- **Problem**: Lay out the data below as a two-column CSV with the headers "task" and "value", giving one row per record: the record's text goes in "task" and its answer goes in "value". Put each in a single quoted field, and turn any line breaks into spaces.

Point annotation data
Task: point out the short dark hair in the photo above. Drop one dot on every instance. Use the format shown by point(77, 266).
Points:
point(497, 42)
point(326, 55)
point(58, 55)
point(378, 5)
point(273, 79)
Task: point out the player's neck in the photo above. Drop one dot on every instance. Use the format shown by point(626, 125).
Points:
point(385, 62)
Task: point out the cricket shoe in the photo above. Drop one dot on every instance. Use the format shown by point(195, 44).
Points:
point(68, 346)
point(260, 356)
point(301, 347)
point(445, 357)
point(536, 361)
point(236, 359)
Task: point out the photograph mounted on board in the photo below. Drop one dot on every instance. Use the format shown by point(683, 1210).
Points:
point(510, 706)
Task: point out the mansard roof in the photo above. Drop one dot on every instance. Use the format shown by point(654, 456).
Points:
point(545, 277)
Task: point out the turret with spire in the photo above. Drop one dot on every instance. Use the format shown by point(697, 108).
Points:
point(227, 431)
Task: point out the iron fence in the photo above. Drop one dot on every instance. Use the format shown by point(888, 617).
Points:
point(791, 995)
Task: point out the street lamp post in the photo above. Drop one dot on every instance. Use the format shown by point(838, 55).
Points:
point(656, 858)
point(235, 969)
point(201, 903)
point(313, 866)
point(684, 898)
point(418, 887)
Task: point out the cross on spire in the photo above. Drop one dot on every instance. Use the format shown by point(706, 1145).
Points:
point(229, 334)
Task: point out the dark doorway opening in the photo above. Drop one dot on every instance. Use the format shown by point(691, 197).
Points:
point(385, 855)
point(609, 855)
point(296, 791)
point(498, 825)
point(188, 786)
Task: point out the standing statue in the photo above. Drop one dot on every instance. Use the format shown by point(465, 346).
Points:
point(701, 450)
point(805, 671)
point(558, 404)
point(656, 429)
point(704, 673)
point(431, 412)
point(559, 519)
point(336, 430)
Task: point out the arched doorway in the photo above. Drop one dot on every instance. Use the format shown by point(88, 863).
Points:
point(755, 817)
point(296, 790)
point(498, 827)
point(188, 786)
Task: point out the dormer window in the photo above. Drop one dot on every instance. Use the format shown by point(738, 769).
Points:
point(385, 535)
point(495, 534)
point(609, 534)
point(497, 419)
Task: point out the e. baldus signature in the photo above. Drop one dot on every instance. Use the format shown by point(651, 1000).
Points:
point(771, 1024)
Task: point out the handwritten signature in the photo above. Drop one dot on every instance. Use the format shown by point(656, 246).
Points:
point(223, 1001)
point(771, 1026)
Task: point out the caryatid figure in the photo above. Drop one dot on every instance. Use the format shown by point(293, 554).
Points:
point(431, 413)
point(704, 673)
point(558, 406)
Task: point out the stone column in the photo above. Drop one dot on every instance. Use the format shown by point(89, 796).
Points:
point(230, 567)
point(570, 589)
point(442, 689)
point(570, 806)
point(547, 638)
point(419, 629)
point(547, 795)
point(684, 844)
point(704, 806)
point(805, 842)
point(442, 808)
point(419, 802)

- **Task result**:
task,value
"Task: point out the short dark hair in the photo above. Drop one dot on every instance. Use the format shown by point(77, 266). Points:","point(497, 42) point(326, 55) point(58, 55) point(378, 5) point(273, 79)"
"Task: point out the player's neck in the photo above. Drop one dot on every instance. Use the format shown by point(626, 125). Points:","point(385, 62)"
"Task: point out the cricket shoe in the photo above. Drop one dot on every instance. Use the format shown by point(195, 44). Points:","point(68, 346) point(260, 356) point(301, 347) point(445, 357) point(536, 361) point(236, 359)"
"Task: point out the photograph mounted on board in the photo below. Drop one dot on every instance. Use the format shown by point(683, 1210). Points:","point(510, 706)"
"Task: point out the mansard roof in the photo above. Drop one dot on every instance. Use the format shown by point(654, 456). Points:","point(545, 277)"
"Task: point out the turret with spire in the photo above. Drop one dot on every instance. Use the format shown by point(697, 108). Points:","point(227, 431)"
"Task: point out the iron fence in the photo above. Drop one dot on every instance. Use the format shown by point(888, 617). Points:","point(791, 995)"
"Task: point out the street lamp post in the photo above. Drop one dot on every instance. Use the format shown by point(838, 55). Points:","point(656, 858) point(235, 969) point(201, 903) point(313, 866) point(684, 898) point(418, 887)"
"Task: point out the cross on spire in the photo above. Drop one dot on every instance. Use the format shown by point(706, 1145). Points:","point(229, 334)"
"Task: point out the dark doorway opening in the photo above. Drop one dot on every instance. Use the format shown by point(691, 197). Points:","point(385, 855) point(609, 855) point(296, 791) point(498, 825) point(188, 786)"
"Task: point out the standing statue in the photo above. Drop one dot on every instance. Use the format shown by point(465, 346). Points:","point(701, 450) point(805, 671) point(558, 404) point(656, 429) point(704, 673) point(431, 412) point(559, 519) point(336, 430)"
"Task: point out the arched doorway in the photo above. Drop one dot on every instance. Use the format shown by point(88, 863). Points:","point(755, 817) point(296, 790) point(498, 827) point(188, 786)"
"Task: point out the dormer window in the photo above. Drop one dot on every instance. Use the format shown by point(738, 769). Points:","point(385, 535) point(495, 534) point(609, 534) point(497, 419)"
"Task: point out the e. baldus signature in the photo above. Drop one dot on every instance. Use the format shown by point(651, 1000). Points:","point(771, 1024)"
"Task: point out the handwritten signature in the photo above. Drop one dot on every instance. Use the format shown by point(656, 246). Points:","point(223, 1001) point(771, 1026)"
"Task: point out the caryatid figure in the photo above. Drop one dot on every instance. Use the format shown by point(293, 554). Points:","point(431, 413) point(704, 673) point(558, 406)"
"Task: point out the stone column in the photo above. Drop one dot on every instance. Use the format shown by point(89, 796). Points:","point(230, 567) point(570, 589) point(442, 689) point(570, 806) point(547, 638) point(419, 629) point(547, 795) point(684, 844) point(704, 806) point(805, 842) point(442, 808) point(419, 802)"